[Stored data]
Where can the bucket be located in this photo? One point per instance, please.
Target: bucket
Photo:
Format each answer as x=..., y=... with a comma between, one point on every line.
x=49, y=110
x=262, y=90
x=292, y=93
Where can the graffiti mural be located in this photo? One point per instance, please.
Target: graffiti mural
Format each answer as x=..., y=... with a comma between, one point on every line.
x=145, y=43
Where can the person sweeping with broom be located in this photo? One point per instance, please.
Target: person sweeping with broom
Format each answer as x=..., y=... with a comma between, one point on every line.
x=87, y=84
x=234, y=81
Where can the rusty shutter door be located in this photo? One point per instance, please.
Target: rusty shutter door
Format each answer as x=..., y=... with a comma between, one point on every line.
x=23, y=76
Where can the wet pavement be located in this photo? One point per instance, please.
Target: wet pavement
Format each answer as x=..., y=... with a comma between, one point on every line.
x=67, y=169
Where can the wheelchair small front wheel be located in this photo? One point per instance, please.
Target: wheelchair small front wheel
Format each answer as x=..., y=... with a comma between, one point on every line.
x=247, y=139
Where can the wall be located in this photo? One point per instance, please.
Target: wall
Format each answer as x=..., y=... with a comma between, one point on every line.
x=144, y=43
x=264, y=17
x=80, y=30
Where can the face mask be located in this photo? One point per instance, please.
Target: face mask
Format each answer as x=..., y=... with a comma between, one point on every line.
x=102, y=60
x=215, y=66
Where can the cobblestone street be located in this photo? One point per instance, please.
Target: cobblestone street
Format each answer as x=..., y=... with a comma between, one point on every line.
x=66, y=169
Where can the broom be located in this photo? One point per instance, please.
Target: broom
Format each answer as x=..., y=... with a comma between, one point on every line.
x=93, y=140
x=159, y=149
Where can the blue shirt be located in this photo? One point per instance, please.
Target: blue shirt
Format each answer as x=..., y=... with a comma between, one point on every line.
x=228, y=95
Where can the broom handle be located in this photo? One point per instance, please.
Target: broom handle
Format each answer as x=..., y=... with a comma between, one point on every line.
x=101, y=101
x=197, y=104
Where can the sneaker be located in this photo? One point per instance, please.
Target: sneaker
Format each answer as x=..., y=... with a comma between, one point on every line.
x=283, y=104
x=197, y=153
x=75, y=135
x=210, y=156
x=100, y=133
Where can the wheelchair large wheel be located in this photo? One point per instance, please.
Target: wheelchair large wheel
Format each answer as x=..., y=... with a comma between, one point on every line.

Set problem: Write out every one of the items above word for word, changing nothing.

Task response:
Where can the bucket be located in this photo? One point per instance, please.
Target: bucket
Photo:
Format each answer as x=..., y=... with a comma between, one point on every line.
x=49, y=110
x=262, y=90
x=292, y=93
Where can the graffiti mural be located in this photo? One point per instance, please.
Target: graffiti mural
Format each answer as x=..., y=... with a comma between, one point on every line.
x=145, y=43
Where can the person sweeping with broom be located in this photo? One point per instance, please.
Target: person sweeping with broom
Format each answer as x=..., y=... with a comma between, one point on every line.
x=87, y=84
x=234, y=81
Where can the rusty shutter door be located in this photo? One point per instance, please.
Target: rusty shutter door
Format each answer as x=..., y=... with a comma between, one point on every line.
x=23, y=76
Where can the wet pavement be located in this photo? One point per instance, please.
Target: wet pavement
Format each answer as x=..., y=... with a comma between, one point on every line.
x=67, y=169
Where can the wheelchair small front wheel be located in this photo? One point per instance, please.
Target: wheelchair small front wheel
Format each answer as x=..., y=... with a comma between, one point on every line.
x=247, y=139
Where can the wall be located in this photo? One point per instance, please.
Target: wall
Format each answer as x=..., y=... with a comma between, one point on every line.
x=144, y=43
x=264, y=17
x=80, y=30
Where can the face mask be located in this photo? One point per instance, please.
Target: face mask
Format each answer as x=..., y=... with a comma between, one point on every line.
x=102, y=60
x=215, y=66
Where can the cobblestone street be located in this photo? One point per instance, please.
Target: cobblestone street
Format each answer as x=..., y=... with a comma between, one point on every line.
x=66, y=169
Where can the broom be located in this photo? One point per instance, please.
Target: broom
Format each answer as x=..., y=... with a comma between, one point on every line.
x=93, y=140
x=159, y=149
Where can the blue shirt be located in this photo? One point per instance, please.
Target: blue shirt
Format each answer as x=..., y=... with a comma between, one point on every line.
x=228, y=95
Where can the broom handle be located in this photo? One point per instance, please.
Target: broom handle
Format each answer as x=..., y=... with a comma between, one point on every line.
x=101, y=101
x=197, y=104
Where can the sneaker be located in this photo? One point per instance, please.
Target: sneaker
Format each answer as x=..., y=... with a comma between, one point on every line.
x=283, y=104
x=197, y=153
x=75, y=135
x=210, y=156
x=100, y=133
Where can the wheelchair large wheel be located in this photo? One point per instance, please.
Target: wheelchair large wheel
Format each answer as x=..., y=... with a comma between, one point on every line.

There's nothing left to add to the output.